- **Task to complete**
Repeat word for word the line with "Target: dandelion seed head" and every line after it until the records below run out.

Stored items
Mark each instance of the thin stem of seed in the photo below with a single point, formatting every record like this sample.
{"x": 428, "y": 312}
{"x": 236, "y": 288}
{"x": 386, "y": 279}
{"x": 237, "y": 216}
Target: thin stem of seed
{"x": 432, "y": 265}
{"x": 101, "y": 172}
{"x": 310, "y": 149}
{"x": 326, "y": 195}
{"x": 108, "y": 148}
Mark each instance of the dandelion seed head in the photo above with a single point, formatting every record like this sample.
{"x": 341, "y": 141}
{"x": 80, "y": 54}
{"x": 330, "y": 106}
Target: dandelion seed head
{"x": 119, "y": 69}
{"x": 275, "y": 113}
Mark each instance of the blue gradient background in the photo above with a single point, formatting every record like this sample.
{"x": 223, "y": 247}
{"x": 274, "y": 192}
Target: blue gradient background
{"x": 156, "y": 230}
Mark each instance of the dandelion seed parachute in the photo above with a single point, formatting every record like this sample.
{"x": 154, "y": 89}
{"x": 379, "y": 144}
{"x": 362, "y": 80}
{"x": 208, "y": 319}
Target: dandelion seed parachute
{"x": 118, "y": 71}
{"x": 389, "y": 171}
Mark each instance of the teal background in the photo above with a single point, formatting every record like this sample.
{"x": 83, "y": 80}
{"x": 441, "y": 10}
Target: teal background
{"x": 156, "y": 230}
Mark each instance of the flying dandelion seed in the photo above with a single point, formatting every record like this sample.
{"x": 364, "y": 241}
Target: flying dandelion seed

- **Solution**
Target: dandelion seed head
{"x": 119, "y": 69}
{"x": 275, "y": 113}
Mark each instance of the blue gradient background in the photo above with a single point, formatting every record like this sample.
{"x": 223, "y": 247}
{"x": 274, "y": 192}
Target: blue gradient background
{"x": 156, "y": 230}
Mark each instance of the dandelion seed parachute in the photo above with a single point, formatting every record like this sample.
{"x": 154, "y": 89}
{"x": 379, "y": 144}
{"x": 362, "y": 80}
{"x": 208, "y": 319}
Target: dandelion seed parachute
{"x": 118, "y": 71}
{"x": 389, "y": 171}
Mark each instance of the teal background in the photo above with a single point, formatting every record like this sample.
{"x": 83, "y": 80}
{"x": 441, "y": 10}
Target: teal background
{"x": 156, "y": 230}
Mark each instance of the flying dandelion seed in the photo above with a single point, formatting every record like this sample.
{"x": 364, "y": 241}
Target: flying dandelion seed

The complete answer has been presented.